*** DATA TO USE Section Begins ***
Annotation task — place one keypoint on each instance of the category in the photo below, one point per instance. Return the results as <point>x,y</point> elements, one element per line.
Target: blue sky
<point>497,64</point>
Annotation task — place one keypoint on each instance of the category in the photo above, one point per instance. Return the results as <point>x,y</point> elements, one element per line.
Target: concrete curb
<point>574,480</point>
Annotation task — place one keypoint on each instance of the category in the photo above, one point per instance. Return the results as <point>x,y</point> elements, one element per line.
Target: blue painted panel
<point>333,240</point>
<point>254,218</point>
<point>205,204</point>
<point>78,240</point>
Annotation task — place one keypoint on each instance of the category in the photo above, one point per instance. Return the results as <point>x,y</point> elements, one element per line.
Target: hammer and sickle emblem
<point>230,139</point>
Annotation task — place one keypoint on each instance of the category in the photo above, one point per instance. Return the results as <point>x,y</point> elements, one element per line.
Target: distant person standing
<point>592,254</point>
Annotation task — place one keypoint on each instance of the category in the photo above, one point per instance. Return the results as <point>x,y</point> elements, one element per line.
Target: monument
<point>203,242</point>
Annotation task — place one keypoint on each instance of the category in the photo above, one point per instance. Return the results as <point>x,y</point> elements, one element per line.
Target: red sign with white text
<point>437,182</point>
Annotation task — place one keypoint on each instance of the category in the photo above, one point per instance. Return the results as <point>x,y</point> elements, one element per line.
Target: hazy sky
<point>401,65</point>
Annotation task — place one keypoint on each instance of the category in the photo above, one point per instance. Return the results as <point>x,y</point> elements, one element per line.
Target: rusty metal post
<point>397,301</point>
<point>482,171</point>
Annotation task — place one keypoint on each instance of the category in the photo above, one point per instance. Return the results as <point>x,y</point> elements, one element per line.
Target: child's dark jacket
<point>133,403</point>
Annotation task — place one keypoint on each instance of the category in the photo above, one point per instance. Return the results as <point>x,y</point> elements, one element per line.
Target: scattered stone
*** DATA TO USE Section Ends ***
— WHAT IS BEING ASKED —
Transcribe all the data word for word, as it appears above.

— EXERCISE RESULT —
Annotation task — place one keypoint on each instance of the category in the photo below, one point per instance. Return the results as <point>x,y</point> elements, one element per line.
Target: blue sky
<point>497,64</point>
Annotation task — place one keypoint on each instance of the category in the photo above, one point per instance. Return the results as <point>x,y</point> elements, one element per line.
Target: concrete curb
<point>574,480</point>
Annotation task — place one keypoint on each instance of the category in the photo above, one point per instance. Return the results as <point>x,y</point> elements, one element per line.
Target: blue painted panel
<point>333,240</point>
<point>254,218</point>
<point>205,204</point>
<point>78,240</point>
Annotation task — place one keypoint on each instance of the category in the photo above, one point per instance. Return the results as <point>x,y</point> elements, one element per line.
Target: hammer and sickle emblem
<point>230,139</point>
Annotation task — place one keypoint on each instance of the category in the photo above, one point per instance. Return the results as <point>x,y</point> elements, one element per line.
Target: distant person standing
<point>592,254</point>
Annotation task — place one keypoint on each instance of the category in the photo above, one point per instance. Return the results as <point>x,y</point> elements, one element per line.
Target: monument
<point>203,242</point>
Annotation task — place one keypoint on each instance of the category in the photo above, one point per instance. Return the results as <point>x,y</point> elements, one element per line.
Target: red sign with white text
<point>437,182</point>
Annotation task — place one keypoint on each instance of the category in the photo above, one point per instance. Return the results as <point>x,y</point> elements, one element per line.
Target: hazy sky
<point>401,65</point>
Annotation task — place one keypoint on each instance of the category in the photo above, one point per instance. Return the results as <point>x,y</point> elements, one element per line.
Target: rusty metal post
<point>397,301</point>
<point>482,171</point>
Annotation task — place one keypoint on each instance of the category in the photo above, one point per instance. Return the results as <point>x,y</point> elements, one element per line.
Target: child's dark jacket
<point>133,403</point>
Annotation task — place one keypoint on each instance of the category in the photo above, one point per instance. Return the results as <point>x,y</point> elements, one element per line.
Target: scattered stone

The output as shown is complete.